PROBLEM TO WORK ON
Transcribe the data in full and exactly, omitting any pictures.

....

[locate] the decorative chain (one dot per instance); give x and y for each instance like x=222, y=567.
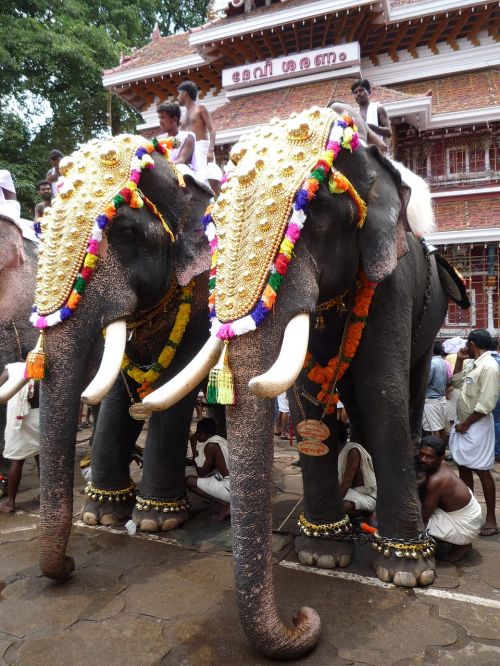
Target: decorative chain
x=99, y=495
x=341, y=528
x=174, y=506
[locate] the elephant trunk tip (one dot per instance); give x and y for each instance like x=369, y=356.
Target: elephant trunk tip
x=58, y=571
x=300, y=640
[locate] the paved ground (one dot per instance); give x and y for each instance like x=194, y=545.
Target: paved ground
x=169, y=600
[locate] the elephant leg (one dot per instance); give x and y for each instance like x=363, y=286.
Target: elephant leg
x=111, y=495
x=162, y=503
x=322, y=501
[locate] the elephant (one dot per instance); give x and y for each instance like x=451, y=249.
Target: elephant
x=123, y=230
x=18, y=261
x=351, y=203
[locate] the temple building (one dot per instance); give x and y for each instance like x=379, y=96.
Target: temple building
x=433, y=64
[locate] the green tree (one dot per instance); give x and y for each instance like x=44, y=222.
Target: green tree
x=52, y=55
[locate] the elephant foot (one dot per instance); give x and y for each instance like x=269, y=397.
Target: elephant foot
x=323, y=553
x=154, y=515
x=404, y=572
x=107, y=507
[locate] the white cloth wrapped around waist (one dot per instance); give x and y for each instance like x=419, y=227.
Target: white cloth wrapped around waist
x=458, y=527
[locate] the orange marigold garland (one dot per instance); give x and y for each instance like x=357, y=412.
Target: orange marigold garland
x=333, y=372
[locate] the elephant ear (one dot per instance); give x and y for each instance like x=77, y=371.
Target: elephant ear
x=382, y=239
x=192, y=252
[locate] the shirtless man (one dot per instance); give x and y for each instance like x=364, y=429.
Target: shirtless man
x=169, y=116
x=449, y=508
x=372, y=113
x=211, y=460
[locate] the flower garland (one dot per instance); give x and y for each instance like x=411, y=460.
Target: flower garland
x=128, y=195
x=343, y=135
x=147, y=377
x=334, y=370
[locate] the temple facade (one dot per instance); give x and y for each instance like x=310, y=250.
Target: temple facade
x=433, y=64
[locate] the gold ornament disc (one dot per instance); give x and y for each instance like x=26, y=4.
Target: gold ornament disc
x=91, y=177
x=139, y=412
x=313, y=429
x=312, y=447
x=253, y=209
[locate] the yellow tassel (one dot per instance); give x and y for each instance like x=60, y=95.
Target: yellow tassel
x=36, y=363
x=220, y=389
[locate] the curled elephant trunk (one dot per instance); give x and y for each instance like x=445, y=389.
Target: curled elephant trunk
x=188, y=379
x=14, y=383
x=114, y=348
x=289, y=363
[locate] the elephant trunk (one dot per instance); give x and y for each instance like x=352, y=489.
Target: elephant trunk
x=68, y=358
x=251, y=450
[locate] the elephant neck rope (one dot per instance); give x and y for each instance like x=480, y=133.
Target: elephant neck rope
x=329, y=376
x=147, y=377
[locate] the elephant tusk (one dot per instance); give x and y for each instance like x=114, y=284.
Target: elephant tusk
x=289, y=363
x=114, y=348
x=188, y=379
x=14, y=383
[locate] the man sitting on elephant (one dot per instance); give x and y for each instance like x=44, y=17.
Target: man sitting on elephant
x=211, y=460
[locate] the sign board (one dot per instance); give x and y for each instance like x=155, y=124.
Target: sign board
x=292, y=66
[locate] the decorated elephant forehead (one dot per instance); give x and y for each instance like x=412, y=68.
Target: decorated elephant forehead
x=252, y=211
x=91, y=178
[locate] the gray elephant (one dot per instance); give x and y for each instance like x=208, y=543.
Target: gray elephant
x=123, y=230
x=18, y=260
x=351, y=203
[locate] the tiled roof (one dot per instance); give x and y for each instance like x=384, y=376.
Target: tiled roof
x=157, y=50
x=459, y=92
x=261, y=107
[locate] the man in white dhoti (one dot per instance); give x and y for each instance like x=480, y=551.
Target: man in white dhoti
x=373, y=113
x=357, y=482
x=472, y=438
x=198, y=120
x=452, y=513
x=22, y=434
x=435, y=418
x=211, y=460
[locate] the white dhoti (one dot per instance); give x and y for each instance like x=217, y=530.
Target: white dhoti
x=217, y=486
x=361, y=499
x=434, y=417
x=457, y=527
x=476, y=447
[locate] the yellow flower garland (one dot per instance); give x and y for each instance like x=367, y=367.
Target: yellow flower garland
x=147, y=377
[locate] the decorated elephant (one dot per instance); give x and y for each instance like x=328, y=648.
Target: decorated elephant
x=122, y=246
x=18, y=259
x=375, y=294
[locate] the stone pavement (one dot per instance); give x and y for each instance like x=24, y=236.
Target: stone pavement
x=169, y=599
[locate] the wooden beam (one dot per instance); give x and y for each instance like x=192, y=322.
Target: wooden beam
x=481, y=19
x=396, y=41
x=412, y=46
x=460, y=23
x=439, y=29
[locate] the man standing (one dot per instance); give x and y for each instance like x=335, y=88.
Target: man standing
x=45, y=192
x=197, y=119
x=449, y=508
x=472, y=438
x=169, y=116
x=434, y=419
x=373, y=113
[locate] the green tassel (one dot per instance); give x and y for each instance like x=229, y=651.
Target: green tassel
x=220, y=389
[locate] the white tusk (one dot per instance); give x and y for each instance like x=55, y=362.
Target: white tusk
x=114, y=348
x=188, y=379
x=289, y=363
x=14, y=383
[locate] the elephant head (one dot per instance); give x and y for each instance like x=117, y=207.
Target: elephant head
x=352, y=214
x=123, y=225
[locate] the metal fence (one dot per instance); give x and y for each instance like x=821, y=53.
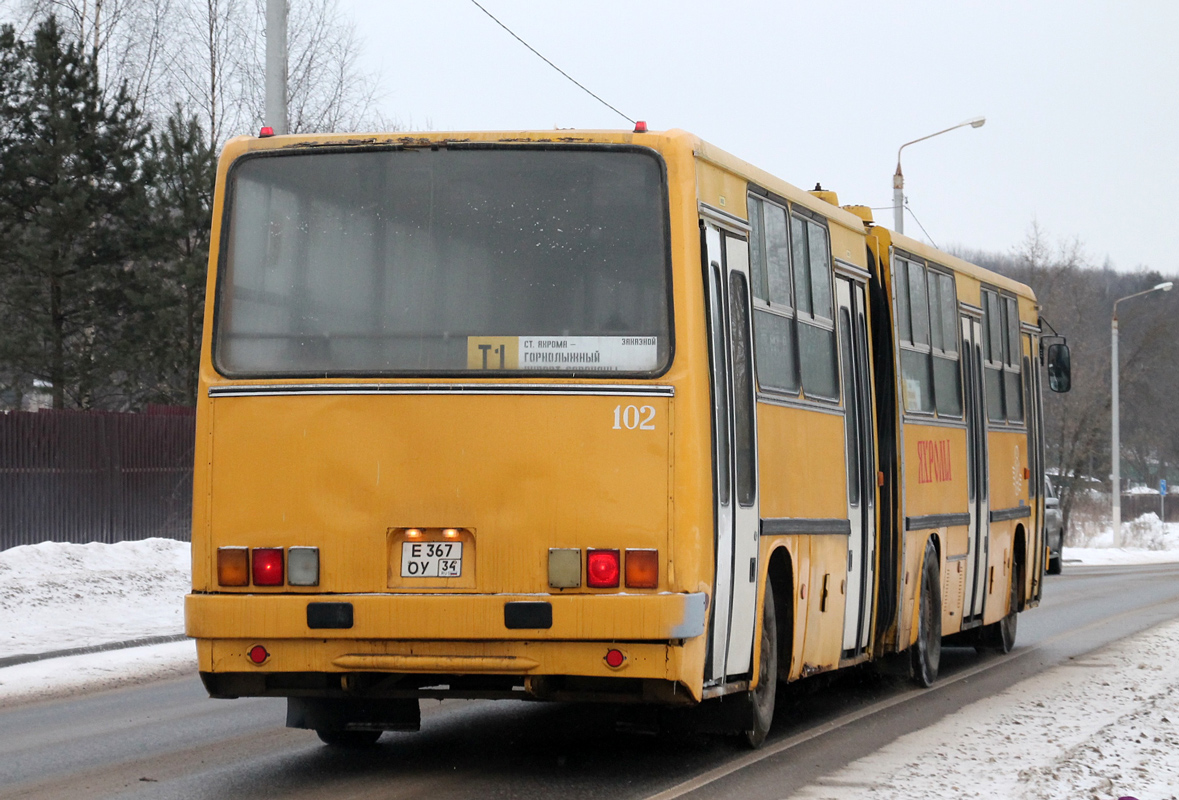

....

SOLUTION
[locate] the decorative chain (one dot per instance); give x and y for each instance like x=222, y=567.
Target: decorative chain
x=99, y=495
x=341, y=528
x=174, y=506
[locate] the elephant trunk tip (one dot per instance); give x and y for each instance like x=369, y=356.
Target: elephant trunk tip
x=58, y=571
x=300, y=640
[locate] the paved ground (one dot per instance); give x and y for each instance like x=194, y=545.
Target: paved ground
x=169, y=600
[locate] the elephant leg (one dot per instance); give x and y for each instance like x=363, y=286.
Target: elephant leg
x=111, y=495
x=162, y=503
x=322, y=501
[locate] the elephant (one dot per instance); give x and y for each instance like x=451, y=249.
Target: elephant
x=123, y=230
x=18, y=261
x=351, y=203
[locate] the temple building (one dot per instance); give x and y for each instance like x=379, y=96.
Target: temple building
x=433, y=64
[locate] the green tree (one dot per instance); give x and y for each instance like x=44, y=222.
Target: green tree
x=52, y=55
[locate] the elephant foot (one dot per instance); give x and y for each instance like x=269, y=397.
Target: elephant foot
x=323, y=553
x=154, y=515
x=404, y=572
x=107, y=507
[locate] the white cloth wrapped around waist (one dot per instance); give x and y for each instance like x=419, y=227.
Target: white cloth wrapped around waist
x=458, y=527
[locate] the orange marigold garland (one dot per instance); give x and y for each instance like x=357, y=412.
Target: orange marigold garland
x=333, y=372
[locate] the elephant ear (one dot per instance); give x and y for each instance like x=77, y=371.
Target: elephant ear
x=382, y=239
x=192, y=252
[locate] the shirtless man (one dot per instance); give x and y for each instance like x=364, y=429.
Target: shirtless man
x=169, y=116
x=449, y=508
x=372, y=113
x=211, y=460
[locate] the flower garland (one dot per instance); give x and y for each instance like x=411, y=460.
Target: flower garland
x=128, y=195
x=343, y=135
x=147, y=377
x=334, y=370
[locate] the temple facade (one dot per instance); give x and y for each instance like x=310, y=250.
Target: temple facade
x=433, y=64
[locate] the gold ornament disc (one dot per instance); give x and y for each instance like x=26, y=4.
Target: gold ornament disc
x=91, y=177
x=139, y=412
x=313, y=429
x=312, y=447
x=253, y=209
[locate] the yellow tassel (one dot per instance); give x and y for each instance like x=60, y=95.
Target: yellow tassel
x=36, y=363
x=220, y=389
[locate] the curled elephant trunk (one dot per instance); give x and y for each instance like x=445, y=389.
Target: curled elephant trunk
x=188, y=379
x=14, y=383
x=114, y=348
x=289, y=363
[locate] the elephant trunk (one dot per instance); give x and y for each instance like x=352, y=489.
Target: elephant trunk
x=68, y=358
x=251, y=450
[locate] the elephant neck rope (one dot per instance); give x and y for each instance like x=480, y=133.
Target: elephant neck rope
x=329, y=376
x=147, y=377
[locate] the elephant tusk (one dot per instance); give x and y for each instance like x=114, y=284.
Target: elephant tusk
x=289, y=363
x=114, y=348
x=188, y=379
x=14, y=383
[locate] the man sitting on elephant (one dot per instance); give x and y for each instance like x=44, y=17.
Target: man sitting on elephant
x=211, y=460
[locate] the sign board (one dot per instance); give x and y for each instance like x=155, y=124.
Target: sign board
x=292, y=66
[locate] the decorated elephant forehead (one dot per instance); give x and y for each instance like x=412, y=68.
Target: decorated elephant forehead
x=252, y=211
x=91, y=178
[locate] the gray elephant (one dot per instance); give x and y for each instance like x=208, y=543.
Target: gray elephant
x=123, y=230
x=18, y=260
x=351, y=203
[locate] the tiled roof (one dot per instance); give x and y for each instance like x=384, y=376.
Target: tiled roof
x=157, y=50
x=459, y=92
x=261, y=107
[locate] the man in white dhoti (one dot per instance); give x and y for each instance like x=480, y=551.
Target: man in white dhoti
x=373, y=113
x=357, y=482
x=472, y=438
x=198, y=120
x=452, y=513
x=22, y=434
x=435, y=418
x=211, y=460
[locate] the white dhoti (one dot per instance); give x and y for each instance like x=217, y=530.
Target: white dhoti
x=217, y=486
x=361, y=499
x=434, y=417
x=457, y=527
x=476, y=447
[locate] the yellow flower garland (one dot per instance); give x and y for each instance like x=367, y=367.
Target: yellow flower garland
x=147, y=377
[locate] the decorated elephant (one dot per instance); give x and y for each instance like x=328, y=648.
Target: decorated elephant
x=122, y=246
x=18, y=259
x=375, y=294
[locate] the stone pavement (one dot per instance); give x and y for each instance like x=24, y=236.
Target: stone pavement
x=169, y=599
[locate] the wooden beam (one dot per instance); give x and y for each instance like x=192, y=322.
Target: wooden beam
x=481, y=19
x=396, y=41
x=412, y=46
x=460, y=23
x=439, y=29
[locate] the man standing (one dot per instance); give x and y for each instance like x=335, y=88.
Target: man standing
x=45, y=192
x=197, y=119
x=449, y=508
x=472, y=438
x=169, y=116
x=434, y=419
x=373, y=113
[locate] the green tassel (one dot per instance); give x and y for each instance like x=229, y=651.
Target: green tassel
x=220, y=389
[locate] the white tusk (one dot per instance); give x and y for each instance like x=55, y=362.
Target: white tusk
x=114, y=348
x=188, y=379
x=289, y=363
x=14, y=383
[locate] the elephant head (one dot per instance); give x and y for each instance like x=117, y=207.
Target: elephant head
x=352, y=214
x=123, y=225
[locate] the metal fence (one dot per instance); give x and y for each instance like x=821, y=53.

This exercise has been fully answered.